─── STORED RECORDS ───

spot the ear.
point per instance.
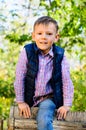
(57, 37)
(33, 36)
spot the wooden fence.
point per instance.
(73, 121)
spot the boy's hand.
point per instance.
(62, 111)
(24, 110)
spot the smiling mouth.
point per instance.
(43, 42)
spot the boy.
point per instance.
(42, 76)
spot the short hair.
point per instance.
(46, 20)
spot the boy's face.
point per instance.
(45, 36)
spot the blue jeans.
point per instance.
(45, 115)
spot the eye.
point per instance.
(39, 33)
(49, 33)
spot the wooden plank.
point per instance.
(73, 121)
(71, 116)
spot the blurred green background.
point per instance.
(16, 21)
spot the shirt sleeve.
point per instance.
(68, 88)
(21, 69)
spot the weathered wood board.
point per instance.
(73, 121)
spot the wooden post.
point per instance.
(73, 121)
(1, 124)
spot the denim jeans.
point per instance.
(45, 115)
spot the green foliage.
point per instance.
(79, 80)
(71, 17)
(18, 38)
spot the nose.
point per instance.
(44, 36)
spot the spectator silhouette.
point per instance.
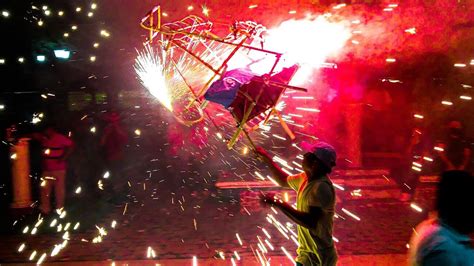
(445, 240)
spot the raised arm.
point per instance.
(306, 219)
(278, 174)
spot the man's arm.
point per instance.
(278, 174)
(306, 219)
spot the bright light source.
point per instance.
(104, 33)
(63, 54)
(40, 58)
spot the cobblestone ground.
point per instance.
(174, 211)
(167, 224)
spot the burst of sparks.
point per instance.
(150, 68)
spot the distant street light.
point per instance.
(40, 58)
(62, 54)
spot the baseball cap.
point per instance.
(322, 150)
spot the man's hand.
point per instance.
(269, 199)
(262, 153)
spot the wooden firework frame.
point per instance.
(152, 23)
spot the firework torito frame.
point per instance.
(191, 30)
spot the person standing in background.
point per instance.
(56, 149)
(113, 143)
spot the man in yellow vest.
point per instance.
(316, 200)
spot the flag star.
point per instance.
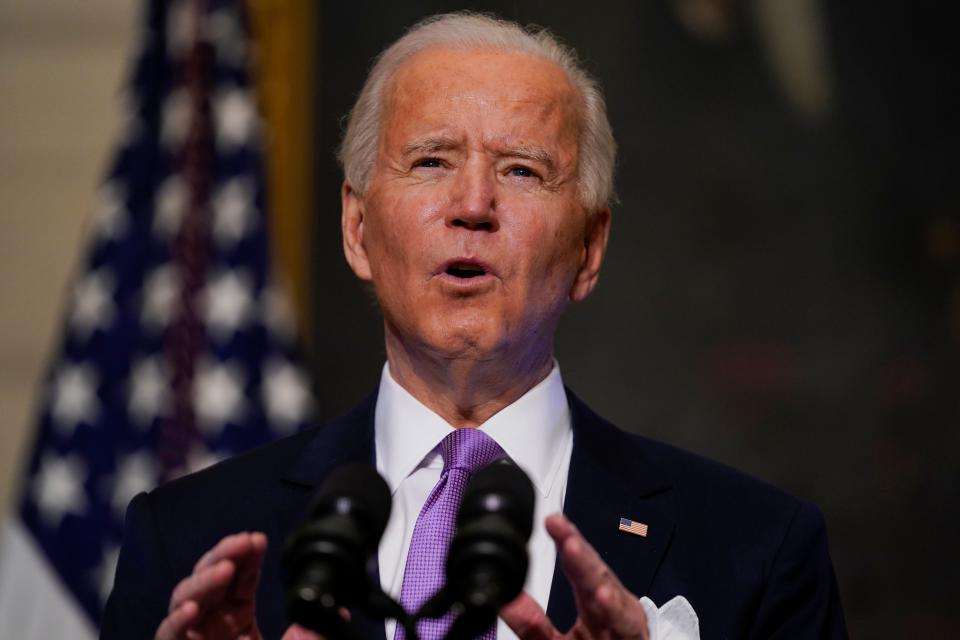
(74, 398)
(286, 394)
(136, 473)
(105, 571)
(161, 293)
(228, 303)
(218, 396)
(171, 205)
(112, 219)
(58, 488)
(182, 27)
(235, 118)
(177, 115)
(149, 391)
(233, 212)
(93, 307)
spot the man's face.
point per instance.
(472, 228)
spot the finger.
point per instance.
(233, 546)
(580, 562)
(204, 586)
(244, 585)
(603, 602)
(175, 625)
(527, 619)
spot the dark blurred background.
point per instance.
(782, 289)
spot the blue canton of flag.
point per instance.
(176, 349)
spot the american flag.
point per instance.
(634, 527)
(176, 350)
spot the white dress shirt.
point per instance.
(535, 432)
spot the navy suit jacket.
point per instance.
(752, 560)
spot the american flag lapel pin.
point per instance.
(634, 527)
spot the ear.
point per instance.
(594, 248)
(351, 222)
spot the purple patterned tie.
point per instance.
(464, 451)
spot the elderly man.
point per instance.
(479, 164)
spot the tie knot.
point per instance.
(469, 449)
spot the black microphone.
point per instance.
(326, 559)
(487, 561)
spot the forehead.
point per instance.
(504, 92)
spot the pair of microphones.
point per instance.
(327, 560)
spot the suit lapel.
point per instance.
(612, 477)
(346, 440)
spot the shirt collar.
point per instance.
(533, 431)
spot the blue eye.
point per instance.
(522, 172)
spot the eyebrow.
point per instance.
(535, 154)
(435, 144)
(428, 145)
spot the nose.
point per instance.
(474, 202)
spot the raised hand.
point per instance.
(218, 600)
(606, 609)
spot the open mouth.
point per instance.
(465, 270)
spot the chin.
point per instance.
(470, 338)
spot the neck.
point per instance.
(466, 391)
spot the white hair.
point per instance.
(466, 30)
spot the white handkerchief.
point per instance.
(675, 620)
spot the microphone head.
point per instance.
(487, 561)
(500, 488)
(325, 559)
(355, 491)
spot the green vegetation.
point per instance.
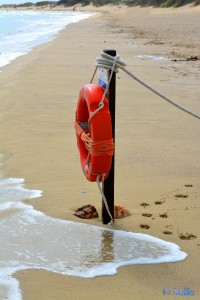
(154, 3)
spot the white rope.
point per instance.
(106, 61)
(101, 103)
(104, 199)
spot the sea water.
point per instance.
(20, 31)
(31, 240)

───
─── STORED RECORDS ───

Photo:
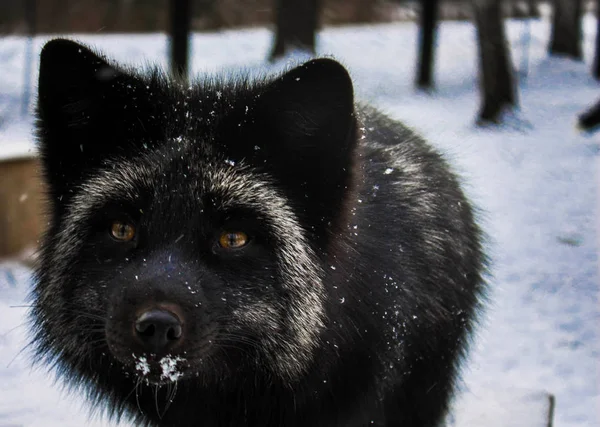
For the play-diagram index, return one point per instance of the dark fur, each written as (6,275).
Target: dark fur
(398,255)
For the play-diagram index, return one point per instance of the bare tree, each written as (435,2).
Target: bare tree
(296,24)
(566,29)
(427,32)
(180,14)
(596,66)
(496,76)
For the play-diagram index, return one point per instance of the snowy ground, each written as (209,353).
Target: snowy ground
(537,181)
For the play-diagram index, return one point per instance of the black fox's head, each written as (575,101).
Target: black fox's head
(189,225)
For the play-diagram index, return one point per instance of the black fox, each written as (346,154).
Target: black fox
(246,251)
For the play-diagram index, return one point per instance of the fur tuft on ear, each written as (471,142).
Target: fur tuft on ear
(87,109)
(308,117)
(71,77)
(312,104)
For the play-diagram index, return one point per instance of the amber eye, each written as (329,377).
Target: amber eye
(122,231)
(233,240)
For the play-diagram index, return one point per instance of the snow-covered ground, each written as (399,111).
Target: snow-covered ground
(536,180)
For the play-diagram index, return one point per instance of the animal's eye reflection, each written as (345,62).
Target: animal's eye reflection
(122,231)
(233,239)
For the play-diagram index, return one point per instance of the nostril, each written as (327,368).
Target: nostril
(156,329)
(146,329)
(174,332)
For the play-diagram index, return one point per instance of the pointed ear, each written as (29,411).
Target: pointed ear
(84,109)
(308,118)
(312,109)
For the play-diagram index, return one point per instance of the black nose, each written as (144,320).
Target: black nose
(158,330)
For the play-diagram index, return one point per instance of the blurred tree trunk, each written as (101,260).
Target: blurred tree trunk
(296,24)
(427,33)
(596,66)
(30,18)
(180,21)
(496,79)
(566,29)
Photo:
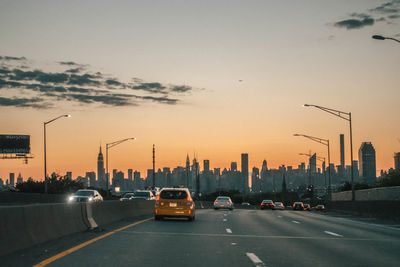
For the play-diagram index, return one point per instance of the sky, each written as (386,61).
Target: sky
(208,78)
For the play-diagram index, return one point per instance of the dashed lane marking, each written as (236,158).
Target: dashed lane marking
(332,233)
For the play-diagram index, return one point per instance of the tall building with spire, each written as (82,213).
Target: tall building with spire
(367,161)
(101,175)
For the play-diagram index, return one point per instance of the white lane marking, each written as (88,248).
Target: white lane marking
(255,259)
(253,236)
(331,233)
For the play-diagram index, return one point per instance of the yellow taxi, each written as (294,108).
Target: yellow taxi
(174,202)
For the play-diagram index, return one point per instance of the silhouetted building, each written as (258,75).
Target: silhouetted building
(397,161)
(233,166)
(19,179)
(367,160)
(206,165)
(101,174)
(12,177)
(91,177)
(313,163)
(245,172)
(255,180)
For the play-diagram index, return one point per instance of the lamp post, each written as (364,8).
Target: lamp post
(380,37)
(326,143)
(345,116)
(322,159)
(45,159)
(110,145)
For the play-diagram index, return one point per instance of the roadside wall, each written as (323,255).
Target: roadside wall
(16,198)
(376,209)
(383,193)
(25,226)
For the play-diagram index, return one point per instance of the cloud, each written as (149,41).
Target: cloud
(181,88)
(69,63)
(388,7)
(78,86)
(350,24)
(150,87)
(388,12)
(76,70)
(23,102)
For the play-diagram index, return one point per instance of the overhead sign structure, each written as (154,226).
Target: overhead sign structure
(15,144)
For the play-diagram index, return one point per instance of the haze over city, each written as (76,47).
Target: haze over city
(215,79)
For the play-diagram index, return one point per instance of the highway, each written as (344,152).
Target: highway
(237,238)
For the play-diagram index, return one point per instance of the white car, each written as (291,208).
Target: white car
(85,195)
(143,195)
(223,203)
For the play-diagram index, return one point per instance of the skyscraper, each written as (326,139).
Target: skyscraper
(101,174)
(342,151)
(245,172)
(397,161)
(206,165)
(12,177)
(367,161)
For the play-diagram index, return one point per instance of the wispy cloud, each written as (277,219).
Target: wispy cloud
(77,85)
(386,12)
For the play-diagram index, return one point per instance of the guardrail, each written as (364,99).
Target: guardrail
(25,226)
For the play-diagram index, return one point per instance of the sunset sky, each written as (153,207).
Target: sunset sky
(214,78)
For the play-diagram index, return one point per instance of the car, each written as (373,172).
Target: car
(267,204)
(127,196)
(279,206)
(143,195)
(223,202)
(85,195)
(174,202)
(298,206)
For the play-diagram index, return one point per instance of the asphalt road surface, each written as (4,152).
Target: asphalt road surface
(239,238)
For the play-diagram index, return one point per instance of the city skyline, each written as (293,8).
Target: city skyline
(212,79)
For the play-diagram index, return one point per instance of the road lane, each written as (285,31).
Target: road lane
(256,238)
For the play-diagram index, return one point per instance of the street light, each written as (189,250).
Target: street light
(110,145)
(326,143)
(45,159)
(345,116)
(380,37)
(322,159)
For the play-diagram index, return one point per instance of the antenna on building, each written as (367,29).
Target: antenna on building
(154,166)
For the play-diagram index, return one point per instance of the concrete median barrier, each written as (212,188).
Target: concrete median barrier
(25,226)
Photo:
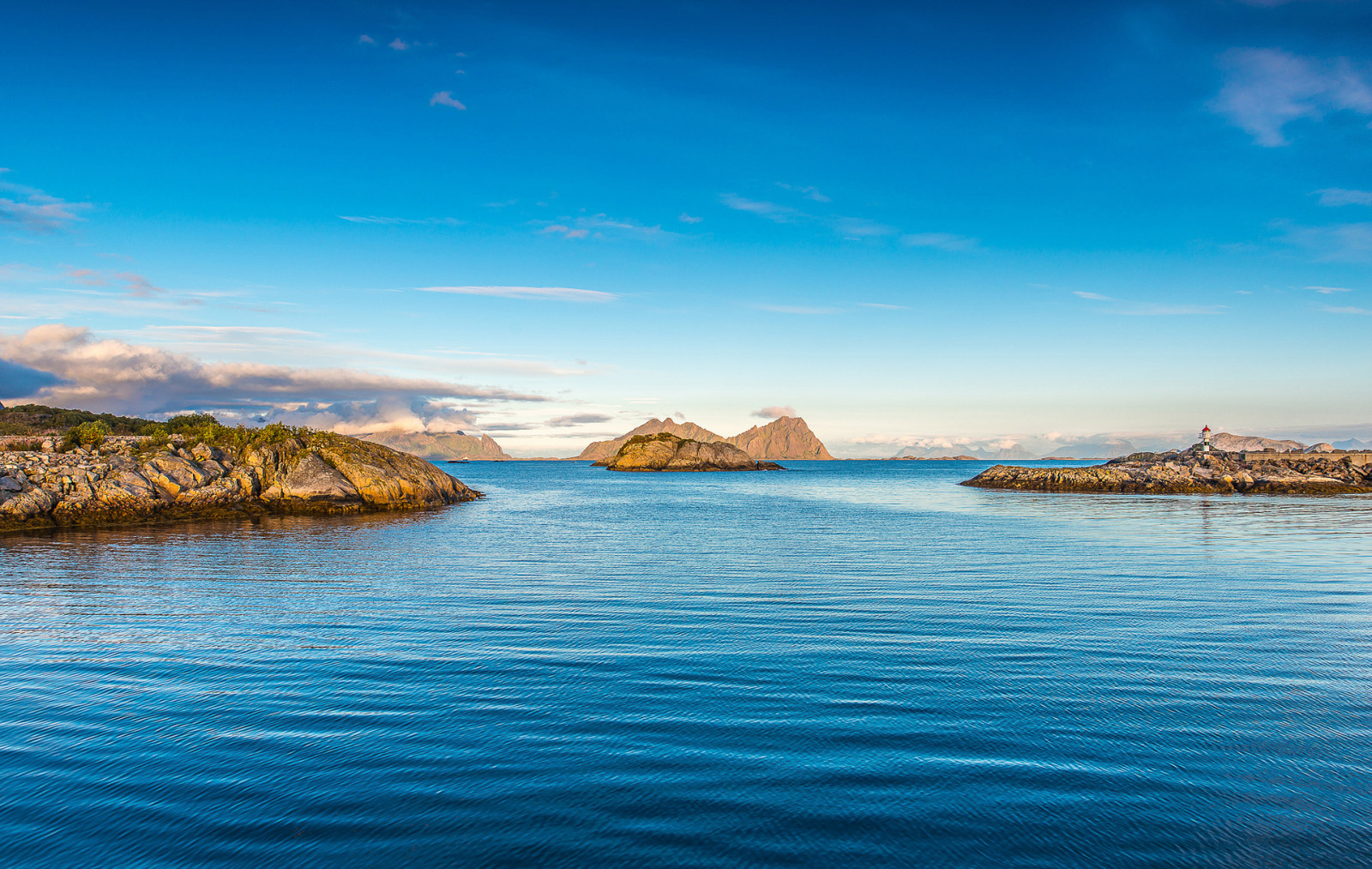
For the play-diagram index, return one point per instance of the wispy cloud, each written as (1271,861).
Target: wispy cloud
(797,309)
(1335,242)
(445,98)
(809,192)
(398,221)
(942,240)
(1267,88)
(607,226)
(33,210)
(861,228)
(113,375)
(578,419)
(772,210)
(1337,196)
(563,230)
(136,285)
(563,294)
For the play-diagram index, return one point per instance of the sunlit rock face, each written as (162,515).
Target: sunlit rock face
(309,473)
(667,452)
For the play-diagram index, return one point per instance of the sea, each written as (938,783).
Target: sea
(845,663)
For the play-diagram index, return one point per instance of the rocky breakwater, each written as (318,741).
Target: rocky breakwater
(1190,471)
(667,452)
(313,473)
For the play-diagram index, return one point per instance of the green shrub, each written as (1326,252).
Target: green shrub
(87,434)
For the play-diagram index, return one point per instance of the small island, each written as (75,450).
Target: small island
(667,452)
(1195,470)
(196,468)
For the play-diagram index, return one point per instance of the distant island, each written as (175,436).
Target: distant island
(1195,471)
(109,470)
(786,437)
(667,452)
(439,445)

───

• **TASK DIRECTIONS**: Show every line of the data above that contains the string "lane".

• **SOLUTION TO THIS TASK**:
For the play-diagram index, return one point per instance of the dashed lane marking, each written as (236,158).
Target: dashed lane marking
For the play-diagram index, return one point per instance of the white lane marking, each written as (88,248).
Target: white lane marking
For the play-diagram index, return one point per instance of the road lane, each written as (285,31).
Target: road lane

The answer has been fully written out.